**INSTRUCTIONS TO FOLLOW:** Start at the line containing "instance of the sky" and transcribe every line exactly through the end of the records below, and only those lines.

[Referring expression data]

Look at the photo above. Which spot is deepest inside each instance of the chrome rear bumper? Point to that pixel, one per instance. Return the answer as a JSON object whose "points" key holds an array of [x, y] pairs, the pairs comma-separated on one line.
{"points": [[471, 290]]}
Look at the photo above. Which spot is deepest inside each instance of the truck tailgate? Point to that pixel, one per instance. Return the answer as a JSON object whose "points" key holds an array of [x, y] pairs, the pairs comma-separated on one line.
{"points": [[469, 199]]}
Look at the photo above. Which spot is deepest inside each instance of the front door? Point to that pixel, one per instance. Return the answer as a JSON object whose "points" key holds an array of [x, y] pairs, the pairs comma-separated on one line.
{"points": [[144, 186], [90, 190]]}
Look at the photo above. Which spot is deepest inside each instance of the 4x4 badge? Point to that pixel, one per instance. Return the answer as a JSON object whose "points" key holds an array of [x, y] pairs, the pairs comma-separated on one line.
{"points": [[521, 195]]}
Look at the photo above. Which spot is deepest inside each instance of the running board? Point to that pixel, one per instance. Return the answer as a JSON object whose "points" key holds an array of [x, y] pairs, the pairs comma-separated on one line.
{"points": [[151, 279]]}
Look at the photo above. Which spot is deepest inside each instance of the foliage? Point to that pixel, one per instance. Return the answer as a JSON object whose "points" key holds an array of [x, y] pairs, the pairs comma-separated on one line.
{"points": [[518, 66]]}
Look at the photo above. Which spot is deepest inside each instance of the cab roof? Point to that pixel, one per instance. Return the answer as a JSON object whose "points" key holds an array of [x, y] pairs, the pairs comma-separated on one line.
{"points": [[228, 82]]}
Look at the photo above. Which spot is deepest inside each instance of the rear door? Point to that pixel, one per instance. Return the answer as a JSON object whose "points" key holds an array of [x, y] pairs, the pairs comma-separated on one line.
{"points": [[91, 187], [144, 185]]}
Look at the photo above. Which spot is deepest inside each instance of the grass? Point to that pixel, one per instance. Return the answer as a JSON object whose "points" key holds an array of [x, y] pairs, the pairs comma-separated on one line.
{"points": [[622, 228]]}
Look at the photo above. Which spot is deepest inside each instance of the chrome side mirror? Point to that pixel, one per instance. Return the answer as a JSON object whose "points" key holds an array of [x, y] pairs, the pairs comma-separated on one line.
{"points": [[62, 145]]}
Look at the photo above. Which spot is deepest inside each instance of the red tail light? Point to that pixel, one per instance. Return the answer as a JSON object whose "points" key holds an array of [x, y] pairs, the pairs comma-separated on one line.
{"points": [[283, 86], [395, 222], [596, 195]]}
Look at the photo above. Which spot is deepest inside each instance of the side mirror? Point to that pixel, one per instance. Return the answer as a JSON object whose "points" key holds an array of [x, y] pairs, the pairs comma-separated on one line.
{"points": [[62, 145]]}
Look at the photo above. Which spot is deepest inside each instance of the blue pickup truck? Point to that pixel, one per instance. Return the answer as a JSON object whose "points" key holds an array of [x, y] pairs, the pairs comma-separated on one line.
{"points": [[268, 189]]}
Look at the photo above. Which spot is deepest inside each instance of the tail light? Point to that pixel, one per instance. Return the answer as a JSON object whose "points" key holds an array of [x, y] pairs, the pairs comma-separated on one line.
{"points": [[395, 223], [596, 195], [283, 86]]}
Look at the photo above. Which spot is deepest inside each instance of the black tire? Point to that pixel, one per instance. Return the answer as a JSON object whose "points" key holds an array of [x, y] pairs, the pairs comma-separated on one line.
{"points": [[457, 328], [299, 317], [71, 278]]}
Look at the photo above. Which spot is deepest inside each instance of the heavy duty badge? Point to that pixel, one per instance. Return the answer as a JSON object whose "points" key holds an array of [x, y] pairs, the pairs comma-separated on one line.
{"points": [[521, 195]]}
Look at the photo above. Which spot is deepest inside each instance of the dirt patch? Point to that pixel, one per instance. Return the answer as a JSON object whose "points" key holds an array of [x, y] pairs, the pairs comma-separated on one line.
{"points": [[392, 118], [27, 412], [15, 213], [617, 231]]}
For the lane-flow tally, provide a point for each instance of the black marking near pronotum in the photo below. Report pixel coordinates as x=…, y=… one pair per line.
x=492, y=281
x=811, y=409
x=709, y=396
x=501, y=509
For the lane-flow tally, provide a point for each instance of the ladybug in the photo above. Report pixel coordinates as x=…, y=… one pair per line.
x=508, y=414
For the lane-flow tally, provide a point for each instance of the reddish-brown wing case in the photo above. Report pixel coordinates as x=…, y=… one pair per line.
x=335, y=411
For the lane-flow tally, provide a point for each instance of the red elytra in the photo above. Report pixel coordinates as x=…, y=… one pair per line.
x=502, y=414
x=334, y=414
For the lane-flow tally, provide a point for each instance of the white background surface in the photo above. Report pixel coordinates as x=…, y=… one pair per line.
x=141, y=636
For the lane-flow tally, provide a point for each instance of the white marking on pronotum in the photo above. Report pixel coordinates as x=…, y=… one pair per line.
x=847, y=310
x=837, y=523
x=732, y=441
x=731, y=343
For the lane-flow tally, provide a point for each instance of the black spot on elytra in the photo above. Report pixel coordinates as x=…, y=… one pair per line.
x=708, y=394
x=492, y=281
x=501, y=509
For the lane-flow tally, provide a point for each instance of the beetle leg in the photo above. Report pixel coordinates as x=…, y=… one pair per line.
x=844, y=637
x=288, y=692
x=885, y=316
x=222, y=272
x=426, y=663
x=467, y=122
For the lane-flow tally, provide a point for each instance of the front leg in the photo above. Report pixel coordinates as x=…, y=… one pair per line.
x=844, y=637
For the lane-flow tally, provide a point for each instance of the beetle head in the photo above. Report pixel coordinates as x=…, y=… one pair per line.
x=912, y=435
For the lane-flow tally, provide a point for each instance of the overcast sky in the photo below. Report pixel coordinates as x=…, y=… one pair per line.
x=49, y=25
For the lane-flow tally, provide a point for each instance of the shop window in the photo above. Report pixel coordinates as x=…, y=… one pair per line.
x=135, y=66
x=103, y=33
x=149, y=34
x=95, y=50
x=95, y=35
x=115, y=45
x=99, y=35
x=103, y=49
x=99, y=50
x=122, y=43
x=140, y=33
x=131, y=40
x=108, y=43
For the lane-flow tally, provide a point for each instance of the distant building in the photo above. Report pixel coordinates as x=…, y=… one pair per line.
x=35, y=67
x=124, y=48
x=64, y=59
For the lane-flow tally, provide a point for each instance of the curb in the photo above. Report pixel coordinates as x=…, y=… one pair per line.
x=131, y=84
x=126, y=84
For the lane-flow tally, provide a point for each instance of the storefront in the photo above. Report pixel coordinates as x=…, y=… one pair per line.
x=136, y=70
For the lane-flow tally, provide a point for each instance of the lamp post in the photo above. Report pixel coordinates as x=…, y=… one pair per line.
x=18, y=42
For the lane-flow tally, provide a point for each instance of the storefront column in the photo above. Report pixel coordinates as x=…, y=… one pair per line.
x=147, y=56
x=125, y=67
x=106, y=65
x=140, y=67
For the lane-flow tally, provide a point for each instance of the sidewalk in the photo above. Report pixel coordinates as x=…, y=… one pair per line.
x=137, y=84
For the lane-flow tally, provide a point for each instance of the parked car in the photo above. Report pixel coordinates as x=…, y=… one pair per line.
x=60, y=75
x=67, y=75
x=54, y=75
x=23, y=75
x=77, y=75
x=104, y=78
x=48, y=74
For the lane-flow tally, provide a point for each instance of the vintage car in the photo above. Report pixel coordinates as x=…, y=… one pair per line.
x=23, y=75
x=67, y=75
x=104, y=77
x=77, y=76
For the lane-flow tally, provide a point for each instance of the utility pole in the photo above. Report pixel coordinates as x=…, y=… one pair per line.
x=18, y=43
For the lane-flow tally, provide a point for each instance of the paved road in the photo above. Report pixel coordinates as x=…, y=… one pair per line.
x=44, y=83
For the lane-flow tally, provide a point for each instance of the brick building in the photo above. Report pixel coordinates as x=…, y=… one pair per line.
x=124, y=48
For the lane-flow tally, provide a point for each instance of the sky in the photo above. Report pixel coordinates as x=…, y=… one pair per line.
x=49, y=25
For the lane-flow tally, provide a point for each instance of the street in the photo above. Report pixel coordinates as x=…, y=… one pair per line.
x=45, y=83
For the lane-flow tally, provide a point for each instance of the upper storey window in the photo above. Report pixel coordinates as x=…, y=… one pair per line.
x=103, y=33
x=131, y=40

**EXERCISE SOLUTION:**
For the lane-flow tally, provide a point for each instance of the sky in the photo above. Report pixel coordinates as x=…, y=… one pair per line.
x=49, y=25
For the lane-flow tally, provide a point for each instance of the street in the photo above. Report pixel coordinates as x=…, y=… one pair per line.
x=45, y=83
For the lane-flow tally, provide a point for each instance of the upper storey window in the photo above. Report pixel coordinates as x=…, y=… one pair per line.
x=103, y=33
x=131, y=40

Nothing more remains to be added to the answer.